• Task inputs:
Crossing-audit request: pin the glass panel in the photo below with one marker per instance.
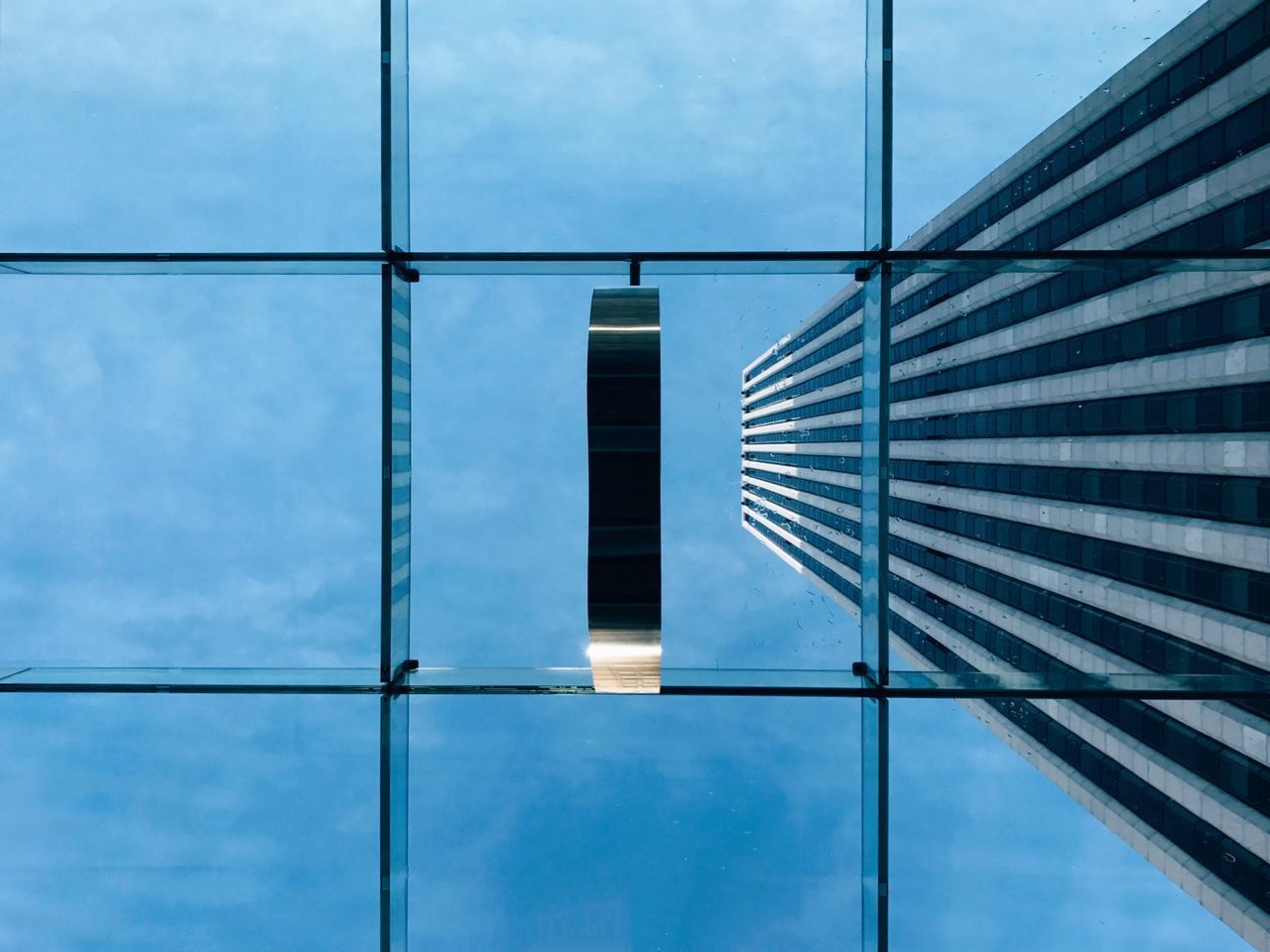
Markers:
(634, 823)
(160, 823)
(1101, 125)
(633, 125)
(191, 471)
(991, 853)
(200, 125)
(500, 480)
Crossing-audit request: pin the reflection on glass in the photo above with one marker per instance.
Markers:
(992, 853)
(204, 125)
(636, 125)
(158, 823)
(634, 821)
(1078, 476)
(190, 468)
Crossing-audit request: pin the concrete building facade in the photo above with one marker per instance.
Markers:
(1080, 471)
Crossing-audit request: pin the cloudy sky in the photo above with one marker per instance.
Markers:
(190, 472)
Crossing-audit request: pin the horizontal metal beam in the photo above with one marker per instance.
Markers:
(679, 682)
(652, 262)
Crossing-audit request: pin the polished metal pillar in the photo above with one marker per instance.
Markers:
(624, 443)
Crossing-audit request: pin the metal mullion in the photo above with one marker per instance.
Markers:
(395, 475)
(874, 452)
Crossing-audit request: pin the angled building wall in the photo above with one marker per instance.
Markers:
(1080, 461)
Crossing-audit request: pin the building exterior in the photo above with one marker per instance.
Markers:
(1080, 471)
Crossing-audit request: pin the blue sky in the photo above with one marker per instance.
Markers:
(190, 466)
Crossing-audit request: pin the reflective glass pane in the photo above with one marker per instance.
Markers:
(1000, 851)
(195, 125)
(634, 823)
(159, 823)
(636, 125)
(1079, 125)
(190, 467)
(500, 479)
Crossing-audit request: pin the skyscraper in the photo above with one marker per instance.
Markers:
(1080, 475)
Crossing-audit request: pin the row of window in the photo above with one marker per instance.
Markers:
(835, 581)
(1223, 320)
(1242, 409)
(1242, 223)
(1242, 778)
(1223, 53)
(838, 375)
(1216, 321)
(1238, 499)
(843, 341)
(833, 317)
(1206, 844)
(1223, 587)
(1135, 643)
(1219, 144)
(1239, 225)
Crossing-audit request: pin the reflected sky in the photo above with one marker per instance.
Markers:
(191, 475)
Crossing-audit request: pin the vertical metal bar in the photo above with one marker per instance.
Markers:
(394, 777)
(874, 471)
(394, 126)
(395, 475)
(874, 874)
(395, 483)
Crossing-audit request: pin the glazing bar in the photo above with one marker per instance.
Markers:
(874, 454)
(395, 494)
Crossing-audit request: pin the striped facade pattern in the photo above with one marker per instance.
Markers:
(1080, 474)
(395, 532)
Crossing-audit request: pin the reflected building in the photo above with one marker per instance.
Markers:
(1080, 474)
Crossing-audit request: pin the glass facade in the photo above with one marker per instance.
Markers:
(248, 696)
(1076, 460)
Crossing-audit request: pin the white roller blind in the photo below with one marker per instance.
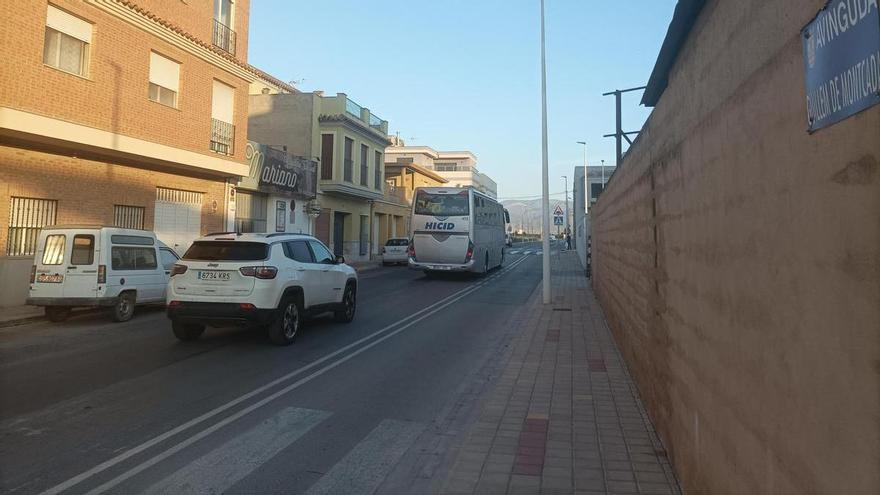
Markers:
(222, 102)
(164, 72)
(60, 20)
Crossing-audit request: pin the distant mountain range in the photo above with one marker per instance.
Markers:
(526, 214)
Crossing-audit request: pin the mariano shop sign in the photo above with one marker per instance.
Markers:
(842, 61)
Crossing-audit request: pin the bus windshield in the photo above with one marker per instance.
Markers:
(442, 205)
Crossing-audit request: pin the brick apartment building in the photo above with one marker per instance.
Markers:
(118, 112)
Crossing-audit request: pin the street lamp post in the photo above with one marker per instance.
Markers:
(567, 224)
(545, 179)
(585, 154)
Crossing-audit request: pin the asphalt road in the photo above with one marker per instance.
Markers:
(92, 406)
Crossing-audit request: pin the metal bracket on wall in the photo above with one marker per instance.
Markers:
(619, 134)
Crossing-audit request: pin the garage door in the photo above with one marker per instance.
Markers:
(178, 217)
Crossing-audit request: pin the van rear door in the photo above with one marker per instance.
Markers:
(50, 259)
(81, 278)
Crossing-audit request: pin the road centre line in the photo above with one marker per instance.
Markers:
(411, 319)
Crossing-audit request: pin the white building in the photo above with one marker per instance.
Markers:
(457, 167)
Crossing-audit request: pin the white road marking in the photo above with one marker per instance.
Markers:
(413, 319)
(370, 461)
(228, 464)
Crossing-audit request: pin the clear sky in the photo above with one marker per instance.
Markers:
(465, 74)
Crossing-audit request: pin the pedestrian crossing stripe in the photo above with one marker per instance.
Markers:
(223, 467)
(365, 466)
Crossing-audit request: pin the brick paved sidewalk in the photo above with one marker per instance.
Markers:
(564, 416)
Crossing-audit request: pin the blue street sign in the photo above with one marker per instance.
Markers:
(842, 61)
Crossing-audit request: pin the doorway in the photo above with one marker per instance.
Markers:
(338, 232)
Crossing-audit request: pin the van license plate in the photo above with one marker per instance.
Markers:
(221, 276)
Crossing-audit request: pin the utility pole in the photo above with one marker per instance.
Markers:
(619, 134)
(545, 180)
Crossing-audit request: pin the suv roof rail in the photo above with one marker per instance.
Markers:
(277, 234)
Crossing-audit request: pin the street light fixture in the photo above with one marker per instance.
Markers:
(585, 154)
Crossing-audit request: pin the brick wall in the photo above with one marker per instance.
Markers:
(195, 17)
(86, 190)
(114, 97)
(737, 258)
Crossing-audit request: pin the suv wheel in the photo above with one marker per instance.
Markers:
(283, 330)
(187, 331)
(349, 304)
(57, 314)
(123, 310)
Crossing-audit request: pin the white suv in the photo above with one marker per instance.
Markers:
(271, 280)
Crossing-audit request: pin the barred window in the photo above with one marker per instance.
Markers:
(27, 216)
(129, 217)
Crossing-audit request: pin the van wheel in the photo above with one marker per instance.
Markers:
(283, 330)
(123, 310)
(57, 314)
(349, 304)
(187, 331)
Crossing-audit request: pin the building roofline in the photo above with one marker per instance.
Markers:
(412, 150)
(418, 168)
(134, 6)
(686, 12)
(265, 76)
(453, 154)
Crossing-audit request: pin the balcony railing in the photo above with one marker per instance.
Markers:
(224, 37)
(353, 108)
(396, 194)
(222, 136)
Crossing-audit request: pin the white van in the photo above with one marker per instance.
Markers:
(90, 265)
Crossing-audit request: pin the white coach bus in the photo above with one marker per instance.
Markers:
(455, 229)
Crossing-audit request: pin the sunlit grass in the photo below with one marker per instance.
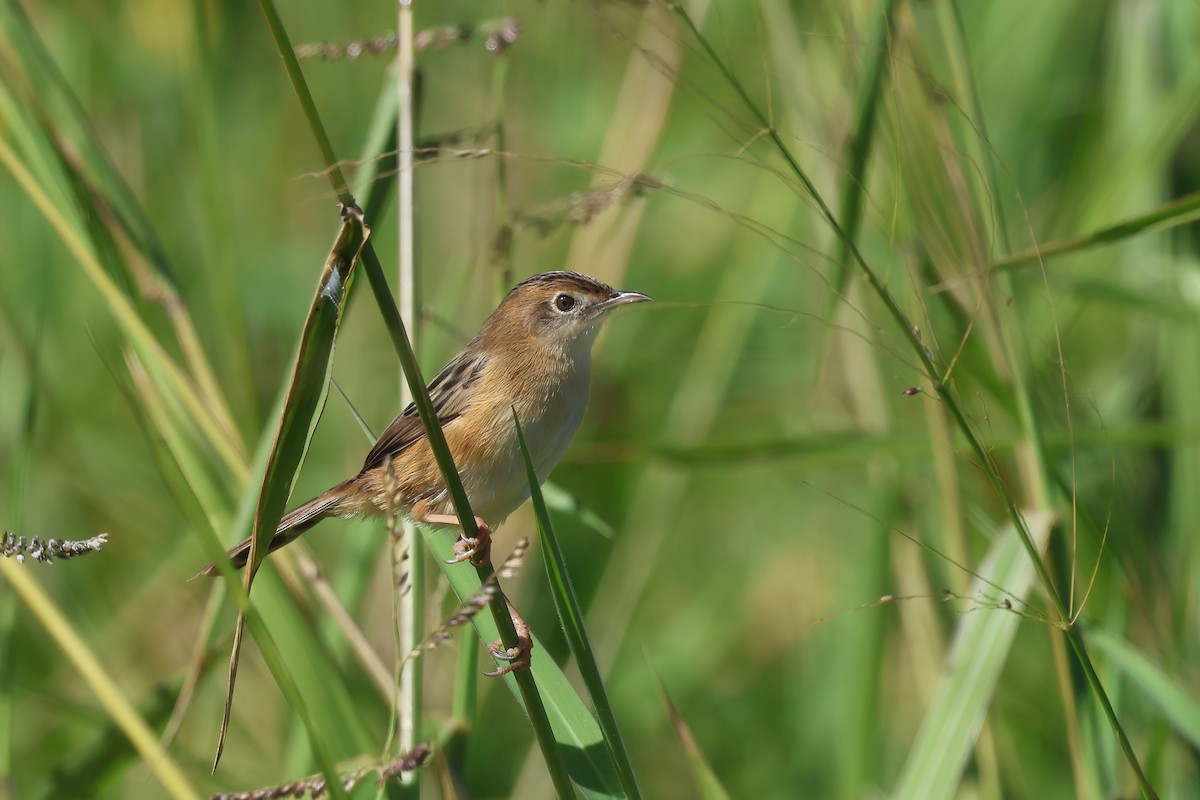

• Exercise brief:
Revise all of the rows above so that "one marker per instance" becomes "a single marker for each instance" wherever it occurs, keeping everything else the same. Leave the pictures out of your answer.

• Answer for this exercise:
Crossing-audit request: pin the glass panel in the photo below with a single marker for each instance.
Markers:
(634, 823)
(160, 823)
(1101, 125)
(633, 125)
(191, 471)
(991, 853)
(200, 125)
(500, 480)
Crossing-audit request: pin the reflection on glass in the photo above with a single marker for each instance.
Markers:
(992, 853)
(204, 125)
(636, 125)
(158, 823)
(634, 821)
(1078, 476)
(190, 468)
Crossing-audit request: pin the concrete building facade in the photo above with a single marker for each instance.
Markers:
(1080, 471)
Crossing-audit request: pin the cloudy sky in the photo above with a single marker for each instance.
Markers:
(190, 472)
Crossing-audit request: pin the horizontal metal beam in the photo above with a single marker for each instance.
Markers:
(679, 682)
(652, 262)
Crossing-audit request: pin the polished metal pillar in the photo above with a single marker for each instance.
Markers:
(624, 443)
Crossing-audit request: pin the metal mullion in the photo above with a single marker for each instance.
Markers:
(395, 475)
(874, 452)
Crossing-audit request: pin the angled building wall in the photo above with a single marker for each instance.
Markers:
(1080, 461)
Crossing-audit request: pin the building exterior in the photo above with a single marker for each instance.
Markers:
(1080, 471)
Crossing-audit request: pin the blue sky in the photo above with a single marker for each instance.
Markers:
(190, 466)
Crossing-audit request: pin the reflective glass pane in the photo above with a single marker for each instance.
Markers:
(1000, 851)
(195, 125)
(634, 823)
(159, 823)
(636, 125)
(1079, 125)
(190, 467)
(500, 479)
Crossing-audit request: pin the skyscraper in the photo above with a single marker for each instance.
Markers:
(1080, 475)
Crossing-audit request: pin the row of window in the photo above with a single marker for each instance.
Markers:
(835, 581)
(1223, 320)
(1242, 409)
(1242, 223)
(1242, 778)
(1223, 53)
(838, 375)
(1216, 321)
(1238, 499)
(843, 341)
(833, 317)
(1206, 844)
(1223, 587)
(1135, 643)
(1219, 144)
(1239, 225)
Crossing-audit request: pin the reflected sky in the photo above with a single marker for each instance.
Markers:
(191, 475)
Crossing-audit request: pin the vertical metal bar in the photo above with a single marker for each instance.
Markers:
(394, 777)
(874, 471)
(394, 126)
(395, 475)
(874, 874)
(395, 483)
Crossing-audit request: pin the glazing bar in the photo above with a single marker for each instance.
Markers:
(874, 454)
(395, 494)
Crossing-audit request: pin the striped facade pattern in the photo above with a single marker for each instance.
Markers:
(1080, 474)
(395, 532)
Crossing-audit request: pin the reflected building in the photo above with a single marker for each instance.
Markers:
(1080, 474)
Crossing-audit request: pin the glass facade in the photo above with a single marker for each instance.
Markers:
(248, 696)
(1076, 460)
Crossing-audit request: pin the white roller blind in the photo below with a single marker for each instance.
Markers:
(222, 102)
(164, 72)
(60, 20)
Crossing-audit request: pin the distant mountain range in the photo above with a single marker for each instance.
Markers:
(526, 214)
Crossing-audit request: pin the mariano shop sign in the photo above with a single marker for each instance.
Markers:
(842, 61)
Crossing-audit request: pin the bus windshield in the photo above with a single marker for each instance.
Markers:
(442, 205)
Crossing-audit request: pin the brick apartment building in the photo above with a single marker for each instance.
Markers:
(118, 112)
Crossing-audit request: pin the street lamp post in the photo above with a single marker for each instance.
Markers:
(567, 224)
(545, 179)
(585, 154)
Crossing-audit request: pin the asphalt road in the photo above with a single marker for each instance.
Markers:
(92, 406)
Crossing-audit request: pin the metal bracket on wall in the photo above with a single marker for each instance.
Markers:
(619, 134)
Crossing-audit request: pin the garage door in the photo above with a single marker for each instance.
Markers:
(178, 217)
Crossing-audit request: pin the van rear door in the photo above with a single marker for each instance.
Markers:
(50, 259)
(81, 278)
Crossing-audit request: pin the road centre line in the photo above with a single marker for each instance.
Markers:
(411, 319)
Crossing-audit request: pin the white building in the photo above with a single marker for each instance.
Markers:
(457, 167)
Crossing-audit request: pin the white road marking in the photo above with a single marker for each instance.
Markers:
(413, 319)
(370, 461)
(228, 464)
Crossing-audit request: pin the clear sky in the photo above with a single marker for each instance.
Markers:
(465, 74)
Crossing-audit request: pin the pedestrian crossing stripe in the photo above with a single marker for each instance.
Markers:
(223, 467)
(365, 466)
Crossing-audit request: pin the brick paved sidewalk in the photo above with a single marker for each instance.
Markers:
(564, 416)
Crossing-audit request: pin the blue street sign in the photo above with a single marker for each instance.
Markers:
(842, 61)
Crossing-audit request: pin the doorway in the photo above with a single marker for each instance.
Markers:
(338, 232)
Crossing-audit request: pin the van license plate in the photo above with a single marker for each instance.
Markers:
(221, 276)
Crossing-audit request: pin the utility pole in the photo above with a single marker for each instance.
Markers:
(619, 134)
(545, 180)
Crossing-audit request: pin the suv roof rail in the photo above with a single marker for each instance.
Markers:
(277, 234)
Crossing-audit request: pin the street light fixture in the photo above with a single marker for each instance.
Markers:
(585, 154)
Crossing-audit request: pin the brick wall in the photo above with a single marker for each instance.
Markers:
(195, 17)
(86, 190)
(114, 97)
(737, 258)
Crossing-audit request: pin the suv wheel in the photo above with a single marker for each instance.
Markers:
(283, 330)
(187, 331)
(349, 304)
(57, 314)
(123, 310)
Crossing-audit request: pin the white suv in the photo above with a single marker for each instance.
Markers:
(271, 280)
Crossing-audit request: pin the barred window in the photo above with a single marker for each instance.
Markers:
(27, 216)
(129, 217)
Crossing-audit request: pin the van wheel in the photo above with a single marker for each instance.
Markers:
(283, 330)
(123, 310)
(57, 314)
(349, 304)
(187, 331)
Crossing-audit request: pin the building roofline in the photo above with a single marker for each instance.
Markers:
(412, 150)
(418, 168)
(134, 6)
(686, 12)
(265, 76)
(453, 154)
Crossing-audit request: pin the balcony railing in the photo above with a single marker for each instance.
Markers:
(224, 37)
(353, 108)
(396, 194)
(222, 136)
Crossing-audit request: pin the white van in the photo above with a single marker for each instance.
Markers:
(90, 265)
Crossing-audit request: pin the white coach bus in the photo above with a single marker for each instance.
Markers:
(455, 229)
Crossing-audit request: pin the sunlit grass in the photo below with a single marker for each instance.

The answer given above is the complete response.